-- RECORDS FOR PROCESSING start --

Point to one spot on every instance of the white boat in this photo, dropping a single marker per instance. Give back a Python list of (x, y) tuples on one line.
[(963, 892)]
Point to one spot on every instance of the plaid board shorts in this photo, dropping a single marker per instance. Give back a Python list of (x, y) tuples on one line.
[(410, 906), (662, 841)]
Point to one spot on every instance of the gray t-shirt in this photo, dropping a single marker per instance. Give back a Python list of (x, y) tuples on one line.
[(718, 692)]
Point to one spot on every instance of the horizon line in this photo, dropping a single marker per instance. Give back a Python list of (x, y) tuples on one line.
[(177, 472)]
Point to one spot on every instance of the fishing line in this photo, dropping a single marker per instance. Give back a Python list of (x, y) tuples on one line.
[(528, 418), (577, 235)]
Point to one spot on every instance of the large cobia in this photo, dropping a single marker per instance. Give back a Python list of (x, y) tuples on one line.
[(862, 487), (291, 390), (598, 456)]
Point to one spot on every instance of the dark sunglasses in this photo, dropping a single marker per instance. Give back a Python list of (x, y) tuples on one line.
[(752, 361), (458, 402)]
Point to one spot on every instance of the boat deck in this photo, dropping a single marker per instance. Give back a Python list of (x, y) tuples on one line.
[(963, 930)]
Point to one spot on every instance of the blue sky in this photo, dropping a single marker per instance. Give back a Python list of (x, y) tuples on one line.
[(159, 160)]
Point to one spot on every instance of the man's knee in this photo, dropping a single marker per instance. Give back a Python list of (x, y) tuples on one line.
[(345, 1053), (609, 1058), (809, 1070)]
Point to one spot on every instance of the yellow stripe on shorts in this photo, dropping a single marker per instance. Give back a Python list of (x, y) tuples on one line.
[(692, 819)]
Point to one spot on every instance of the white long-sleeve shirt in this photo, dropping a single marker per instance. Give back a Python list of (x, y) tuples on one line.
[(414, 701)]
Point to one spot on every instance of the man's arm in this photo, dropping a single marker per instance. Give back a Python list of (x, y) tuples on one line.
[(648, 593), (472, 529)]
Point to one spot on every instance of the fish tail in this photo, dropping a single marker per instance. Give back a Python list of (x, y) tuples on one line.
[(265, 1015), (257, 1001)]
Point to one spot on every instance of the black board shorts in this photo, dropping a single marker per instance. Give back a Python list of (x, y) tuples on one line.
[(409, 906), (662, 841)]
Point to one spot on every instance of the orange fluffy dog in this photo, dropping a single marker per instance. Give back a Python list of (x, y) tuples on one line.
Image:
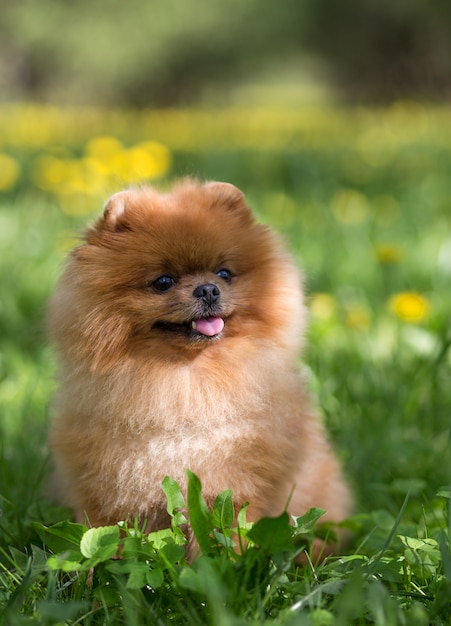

-- RECORDS FOR PROCESSING end --

Rewrite all the entries above, substituting "in the picture" for each "in this photo" and changing nothing else. Leave the pictures out.

**WRITTEN RESPONSE**
Point to one spot on every instance of the white boat in the picture, dropping a single marker per instance. Give back a Python list of (x, y) tuples on one line.
[(963, 892)]
Point to one spot on every instance of the plaid board shorts in the picture, dropping a single marker per instance. Give back a Python list of (x, y) tuples on one line.
[(410, 906), (662, 841)]
Point to one spot on every instance of the gray t-shirt in the picture, dropping a single marker per instance. Give back a Python list of (x, y) tuples on one line.
[(718, 692)]
Point to one spot on every instance of the horizon line in the picture, dropping a single marker per instance. Give back a Python list of (x, y) tuples on one line.
[(177, 472)]
Point to one spot on every instance of the fishing line in the picture, dropping a single marker per instance. Give back a Python list of (x, y) tuples on one line.
[(528, 418), (577, 235)]
Point to one spot on every instance of the large cobia in the picture, dropping a single marker per instance. Give back a Python list of (x, y) tuples on one line.
[(862, 487), (291, 390), (598, 456)]
Point to one spot on every instance of the dark sunglasses in the picture, dropping a single marker per instance. Give back a Python list of (x, y) tuples on one line.
[(752, 361), (458, 402)]
Point to one spot on every instance of the boat deck in the picture, dropping a single marker per instance. Give back a Python list of (x, y) tuples on one line.
[(963, 930)]
Point to one spot on every instance of the blue sky in the picture, dropping a single marker per instance. Give back a Python list of (x, y) tuples on one line.
[(159, 160)]
Point to one spot on every instance of the man's knee in the picture, dropping a single marker per instance. Give back a Python list of (x, y) tuples on one line.
[(345, 1053), (609, 1058), (809, 1070)]
Point to one spot on every instance of the yellow stripe on shorts in the picture, dropping a single marker per instance. Give back a Python list of (x, y) tuples on one line.
[(692, 819)]
Point to one spot on every instance of the white long-sleeve shirt in the picture, dropping a single marker per instance. Give back a Python list of (x, y) tuples on one line.
[(414, 701)]
Point to one spot on every instance of the man's arm in the picture, dropping a single marker per instance. Give back a Python list of (x, y) tuples on one line.
[(648, 593), (472, 529)]
Point to one spot on every instance of the fish tail in the picture, dropping a single marker per instance. Give back a Python list of (x, y) tuples on one line.
[(265, 1015), (257, 1001)]
Point to one spot on every instance of the black board shorts in the picture, dropping a single marker per instance. Give back a Python list of (x, y) tuples on one line.
[(409, 906), (662, 841)]
Point to one spot on every instance of the orange fluffy dog in the picture, dropping a single marker per instance. Give back a Python list of (x, y) tuples on one line.
Image:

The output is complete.